* **What you need to do**
Each line that holds the string "garnish" counts once. Say how many such lines the entries have, giving the number only.

(Data items)
+ + + + +
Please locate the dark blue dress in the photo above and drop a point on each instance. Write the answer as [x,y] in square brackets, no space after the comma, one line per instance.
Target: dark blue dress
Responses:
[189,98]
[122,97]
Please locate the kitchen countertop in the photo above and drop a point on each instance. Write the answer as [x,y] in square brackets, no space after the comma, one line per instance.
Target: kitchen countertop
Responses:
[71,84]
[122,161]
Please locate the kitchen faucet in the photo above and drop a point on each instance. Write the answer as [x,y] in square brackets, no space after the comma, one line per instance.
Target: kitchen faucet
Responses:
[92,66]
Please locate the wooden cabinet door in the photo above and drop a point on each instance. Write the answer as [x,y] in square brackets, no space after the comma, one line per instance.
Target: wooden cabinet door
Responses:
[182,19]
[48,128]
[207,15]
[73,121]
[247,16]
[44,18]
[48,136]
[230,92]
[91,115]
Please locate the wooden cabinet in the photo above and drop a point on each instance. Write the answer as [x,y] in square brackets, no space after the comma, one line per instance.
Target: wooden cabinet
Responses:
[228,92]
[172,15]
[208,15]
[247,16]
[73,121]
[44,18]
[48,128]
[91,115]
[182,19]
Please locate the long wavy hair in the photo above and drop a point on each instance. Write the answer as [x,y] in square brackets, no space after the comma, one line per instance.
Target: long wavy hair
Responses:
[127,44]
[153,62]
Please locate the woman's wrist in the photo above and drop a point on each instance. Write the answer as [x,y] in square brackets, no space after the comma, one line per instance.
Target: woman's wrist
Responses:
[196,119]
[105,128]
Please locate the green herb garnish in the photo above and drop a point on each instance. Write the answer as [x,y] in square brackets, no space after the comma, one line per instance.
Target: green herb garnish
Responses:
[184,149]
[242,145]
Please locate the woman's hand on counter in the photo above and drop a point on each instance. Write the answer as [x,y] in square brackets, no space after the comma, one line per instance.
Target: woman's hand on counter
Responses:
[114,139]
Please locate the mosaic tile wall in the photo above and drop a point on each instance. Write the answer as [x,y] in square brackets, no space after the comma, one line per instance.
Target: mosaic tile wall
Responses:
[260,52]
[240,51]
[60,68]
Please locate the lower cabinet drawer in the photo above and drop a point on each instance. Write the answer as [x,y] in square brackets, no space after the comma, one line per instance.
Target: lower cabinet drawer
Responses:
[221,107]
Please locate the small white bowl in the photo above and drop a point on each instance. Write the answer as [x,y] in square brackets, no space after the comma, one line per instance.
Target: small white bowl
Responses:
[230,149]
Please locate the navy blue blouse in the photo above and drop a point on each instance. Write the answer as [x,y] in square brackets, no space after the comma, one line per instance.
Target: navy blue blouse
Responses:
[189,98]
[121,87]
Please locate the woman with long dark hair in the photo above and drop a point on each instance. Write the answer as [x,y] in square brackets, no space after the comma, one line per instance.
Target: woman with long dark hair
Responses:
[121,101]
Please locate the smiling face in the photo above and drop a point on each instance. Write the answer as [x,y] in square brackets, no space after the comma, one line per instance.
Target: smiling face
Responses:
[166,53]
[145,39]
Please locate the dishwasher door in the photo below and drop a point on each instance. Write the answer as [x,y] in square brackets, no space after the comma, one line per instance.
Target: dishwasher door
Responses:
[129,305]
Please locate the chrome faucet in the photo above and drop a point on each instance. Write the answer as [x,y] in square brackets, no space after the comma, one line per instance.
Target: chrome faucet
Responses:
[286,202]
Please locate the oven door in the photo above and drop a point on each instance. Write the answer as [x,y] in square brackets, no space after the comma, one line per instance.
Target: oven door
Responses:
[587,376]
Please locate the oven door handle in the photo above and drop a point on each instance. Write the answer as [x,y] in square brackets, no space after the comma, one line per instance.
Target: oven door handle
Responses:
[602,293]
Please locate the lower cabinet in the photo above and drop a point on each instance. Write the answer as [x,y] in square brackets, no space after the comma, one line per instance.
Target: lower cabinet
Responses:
+ + + + +
* **Task output**
2